# GIVEN PROBLEM 1
According to the visa policy text, which office must be moved into DHS for the Secretary of Homeland Security to exercise any control over the visa function?

# SOURCE TEXT
-- START --

But if the DHS is to be effective in strengthening the nation's control over who does and does not get visas to enter the United States, the DHS certainly must assume total control over visa policies and support services. For this to be consistent with the Administration's proposed legislation, this need only preserve the existing separate statutory authority of the Secretary of State to deny visas to applicants based on foreign policy considerations under section 212(a)(3)(c) of the Immigration and Nationality Act. Preserving this "traditional authority", in itself, hardly justifies keeping any part of the visa function, much less all of it, within State. Clearly, the Secretary of Homeland Security will not exercise any control -- much less full control -- over the visa function unless the State Department's Visa Office is moved into DHS. Even with this transfer, the Secretary of State may still preserve his/her "traditional authority to deny visas to aliens based upon the foreign policy interests of the United States", an authority that, in any case, affects only a small handful -- if any -- of the millions of visa cases each year.

BACKGROUND: HOW THE PRESENT SYSTEM CAME INTO BEING

After the Second World War, the State Department's visa function was under the Administrator of the Bureau of Security and Consular Affairs (SCA) which comprised both the Department's security and consular functions. During the 1950s-1960s, SCA managed its visa functions with a high degree of security consciousness particularly as it related to identifying potential espionage agents as well as foreign visa applicants who had been members of a communist party or its affiliates. Also in the 1960s and early 70s, visa fraud was rampant, and the State Department devoted new resources to investigations and fraud detection and prevention.

-- END --

# GIVEN PROBLEM 2
From the records below, copy out word for word every line from the one containing "--target yellow watering can" through the one containing "77L74 81L73 86L73", both included.

# RECORDS SUPPLIED

-- START --

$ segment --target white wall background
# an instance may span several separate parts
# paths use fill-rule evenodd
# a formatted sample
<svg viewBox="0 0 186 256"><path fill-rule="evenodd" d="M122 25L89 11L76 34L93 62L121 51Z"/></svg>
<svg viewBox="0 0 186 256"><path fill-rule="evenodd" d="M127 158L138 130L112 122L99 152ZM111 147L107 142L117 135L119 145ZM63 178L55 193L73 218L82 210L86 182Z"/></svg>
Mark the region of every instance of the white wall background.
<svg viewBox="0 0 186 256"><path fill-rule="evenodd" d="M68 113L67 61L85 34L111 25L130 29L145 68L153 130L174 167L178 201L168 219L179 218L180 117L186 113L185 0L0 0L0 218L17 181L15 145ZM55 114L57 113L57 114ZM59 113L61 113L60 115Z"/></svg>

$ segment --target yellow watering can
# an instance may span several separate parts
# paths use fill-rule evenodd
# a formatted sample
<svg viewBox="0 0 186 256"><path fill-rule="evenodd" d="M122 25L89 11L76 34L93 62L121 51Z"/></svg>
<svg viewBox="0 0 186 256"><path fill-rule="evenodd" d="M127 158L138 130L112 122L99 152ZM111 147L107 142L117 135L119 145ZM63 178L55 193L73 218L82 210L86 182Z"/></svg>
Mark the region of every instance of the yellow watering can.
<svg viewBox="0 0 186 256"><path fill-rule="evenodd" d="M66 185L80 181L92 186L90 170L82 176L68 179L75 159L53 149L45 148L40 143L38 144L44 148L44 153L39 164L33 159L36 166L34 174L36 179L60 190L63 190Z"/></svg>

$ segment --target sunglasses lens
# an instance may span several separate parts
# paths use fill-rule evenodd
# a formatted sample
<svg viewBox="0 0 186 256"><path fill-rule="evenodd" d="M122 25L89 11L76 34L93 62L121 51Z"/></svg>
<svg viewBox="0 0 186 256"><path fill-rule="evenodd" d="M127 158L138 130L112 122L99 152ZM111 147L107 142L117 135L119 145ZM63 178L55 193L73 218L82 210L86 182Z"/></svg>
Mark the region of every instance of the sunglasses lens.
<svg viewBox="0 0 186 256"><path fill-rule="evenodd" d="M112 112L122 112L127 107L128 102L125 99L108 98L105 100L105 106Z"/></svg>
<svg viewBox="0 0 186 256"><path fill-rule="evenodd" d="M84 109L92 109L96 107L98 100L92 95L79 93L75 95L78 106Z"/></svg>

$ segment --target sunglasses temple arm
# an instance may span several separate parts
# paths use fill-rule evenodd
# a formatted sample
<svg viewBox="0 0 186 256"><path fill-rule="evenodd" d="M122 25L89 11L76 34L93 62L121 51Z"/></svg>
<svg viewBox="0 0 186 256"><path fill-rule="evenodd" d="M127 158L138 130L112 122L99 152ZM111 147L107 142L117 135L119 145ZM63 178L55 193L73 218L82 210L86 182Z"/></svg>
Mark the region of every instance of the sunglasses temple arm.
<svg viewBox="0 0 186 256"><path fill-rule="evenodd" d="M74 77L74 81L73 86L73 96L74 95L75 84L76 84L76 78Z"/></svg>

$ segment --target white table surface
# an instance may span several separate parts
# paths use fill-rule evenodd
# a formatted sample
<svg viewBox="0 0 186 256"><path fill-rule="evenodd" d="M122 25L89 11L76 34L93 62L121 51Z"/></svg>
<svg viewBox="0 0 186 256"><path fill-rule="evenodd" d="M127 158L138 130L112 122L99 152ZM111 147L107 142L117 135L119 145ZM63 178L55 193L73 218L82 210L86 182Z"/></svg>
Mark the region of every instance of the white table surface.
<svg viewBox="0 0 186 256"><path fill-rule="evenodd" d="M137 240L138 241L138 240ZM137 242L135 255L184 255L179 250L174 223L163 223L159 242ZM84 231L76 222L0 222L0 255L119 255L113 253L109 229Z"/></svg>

-- END --

# WRITTEN SOLUTION 1
The State Department's Visa Office.

# WRITTEN SOLUTION 2
$ segment --target yellow watering can
# an instance may span several separate parts
# paths use fill-rule evenodd
# a formatted sample
<svg viewBox="0 0 186 256"><path fill-rule="evenodd" d="M122 25L89 11L76 34L93 62L121 51Z"/></svg>
<svg viewBox="0 0 186 256"><path fill-rule="evenodd" d="M127 158L138 130L112 122L99 152ZM111 147L107 142L117 135L119 145ZM63 178L55 193L73 218L82 210L86 182Z"/></svg>
Mark the region of every instance of the yellow watering can.
<svg viewBox="0 0 186 256"><path fill-rule="evenodd" d="M66 185L80 181L92 186L90 170L82 176L68 179L75 159L53 149L45 148L40 143L38 144L44 148L44 153L39 164L33 159L36 166L34 174L36 179L60 190L63 190Z"/></svg>

$ segment --target sunglasses lens
# an instance may span several separate parts
# paths use fill-rule evenodd
# a formatted sample
<svg viewBox="0 0 186 256"><path fill-rule="evenodd" d="M122 25L89 11L76 34L93 62L121 51Z"/></svg>
<svg viewBox="0 0 186 256"><path fill-rule="evenodd" d="M127 158L138 130L112 122L99 152ZM111 147L107 142L117 135L119 145ZM63 178L55 193L73 218L82 210L86 182Z"/></svg>
Mark the region of every instance of the sunglasses lens.
<svg viewBox="0 0 186 256"><path fill-rule="evenodd" d="M112 112L122 112L127 107L128 102L125 99L108 98L105 100L105 106Z"/></svg>
<svg viewBox="0 0 186 256"><path fill-rule="evenodd" d="M84 109L92 109L96 107L98 100L92 95L79 93L75 95L78 106Z"/></svg>

$ segment --target sunglasses temple arm
# an instance may span several separate parts
# paths use fill-rule evenodd
# a formatted sample
<svg viewBox="0 0 186 256"><path fill-rule="evenodd" d="M122 25L89 11L76 34L93 62L121 51Z"/></svg>
<svg viewBox="0 0 186 256"><path fill-rule="evenodd" d="M127 158L138 130L112 122L99 152ZM111 147L107 142L117 135L119 145ZM63 178L55 193L73 218L82 210L86 182Z"/></svg>
Mark the region of every instance of the sunglasses temple arm.
<svg viewBox="0 0 186 256"><path fill-rule="evenodd" d="M74 77L74 81L73 86L73 96L74 95L75 84L76 84L76 78Z"/></svg>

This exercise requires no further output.